### INSTRUCTION
Keep only the lines in the rows below that contain the word "suit", copying each one. Case counts, so capitalized forms don't match.

START

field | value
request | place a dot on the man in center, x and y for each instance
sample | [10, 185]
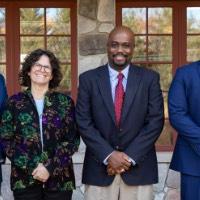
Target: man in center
[120, 116]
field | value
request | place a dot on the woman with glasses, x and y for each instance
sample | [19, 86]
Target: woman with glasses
[38, 132]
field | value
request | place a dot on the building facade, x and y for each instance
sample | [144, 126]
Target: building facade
[167, 35]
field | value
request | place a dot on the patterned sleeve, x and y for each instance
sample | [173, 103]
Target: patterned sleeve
[70, 143]
[7, 130]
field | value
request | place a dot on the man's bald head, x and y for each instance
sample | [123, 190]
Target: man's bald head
[120, 47]
[121, 29]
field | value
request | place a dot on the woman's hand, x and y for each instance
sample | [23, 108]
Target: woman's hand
[41, 173]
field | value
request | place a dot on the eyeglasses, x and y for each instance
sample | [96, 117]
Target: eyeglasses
[116, 45]
[38, 66]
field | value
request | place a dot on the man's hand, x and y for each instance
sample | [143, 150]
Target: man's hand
[112, 172]
[118, 161]
[41, 173]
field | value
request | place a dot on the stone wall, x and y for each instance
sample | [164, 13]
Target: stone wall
[95, 20]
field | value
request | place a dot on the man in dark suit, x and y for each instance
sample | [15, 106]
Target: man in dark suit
[3, 97]
[184, 115]
[120, 116]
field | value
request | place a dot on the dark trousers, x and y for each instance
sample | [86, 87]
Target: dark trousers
[39, 193]
[190, 187]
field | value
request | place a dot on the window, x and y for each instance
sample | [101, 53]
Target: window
[167, 35]
[28, 25]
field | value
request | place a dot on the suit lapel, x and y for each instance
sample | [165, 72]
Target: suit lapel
[134, 78]
[103, 82]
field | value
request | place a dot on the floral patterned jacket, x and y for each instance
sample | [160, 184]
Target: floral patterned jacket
[20, 137]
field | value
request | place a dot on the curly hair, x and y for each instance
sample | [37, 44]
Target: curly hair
[31, 59]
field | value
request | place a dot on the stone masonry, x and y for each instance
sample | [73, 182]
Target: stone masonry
[95, 20]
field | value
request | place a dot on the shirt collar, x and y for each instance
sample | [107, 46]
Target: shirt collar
[113, 73]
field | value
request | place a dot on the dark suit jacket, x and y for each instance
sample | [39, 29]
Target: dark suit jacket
[3, 97]
[184, 113]
[141, 124]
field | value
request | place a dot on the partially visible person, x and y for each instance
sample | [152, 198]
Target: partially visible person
[3, 98]
[120, 116]
[39, 134]
[184, 116]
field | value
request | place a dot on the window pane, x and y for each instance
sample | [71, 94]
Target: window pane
[61, 46]
[165, 71]
[165, 96]
[193, 20]
[58, 21]
[135, 18]
[65, 84]
[3, 70]
[29, 44]
[2, 49]
[139, 53]
[2, 21]
[160, 20]
[31, 21]
[193, 48]
[166, 135]
[160, 48]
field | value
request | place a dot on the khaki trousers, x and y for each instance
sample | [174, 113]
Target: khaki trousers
[118, 190]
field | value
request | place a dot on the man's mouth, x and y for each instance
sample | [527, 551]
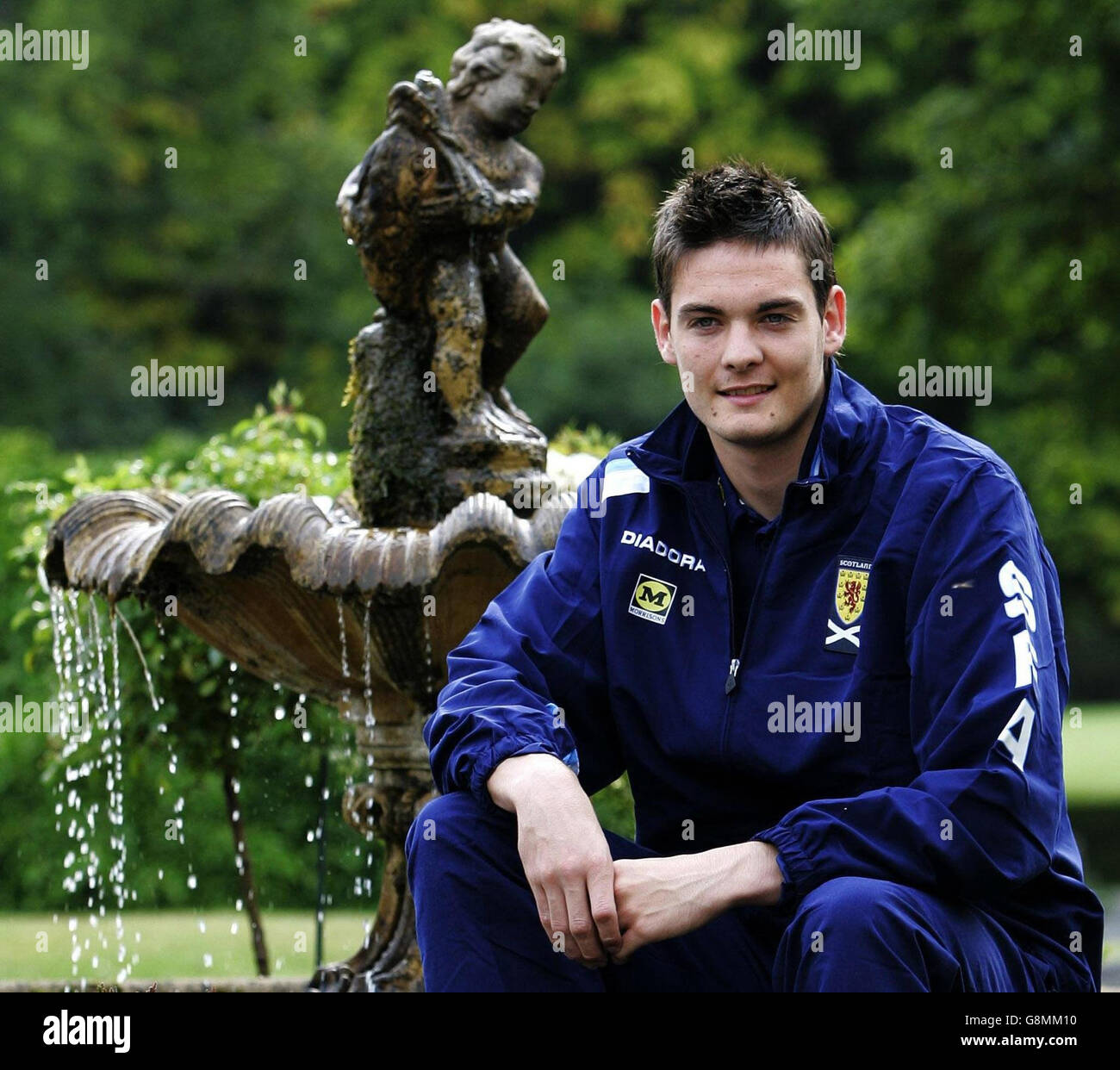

END

### RESULT FOR THIS TASK
request | place a dot on the man in dark suit, x and y for each instance
Target: man in dark suit
request | place a dot on the suit lapel, x and y for each instance
Target: suit lapel
request | place a dot on the dark suit jacket, x and y for each instance
Target: dark suit jacket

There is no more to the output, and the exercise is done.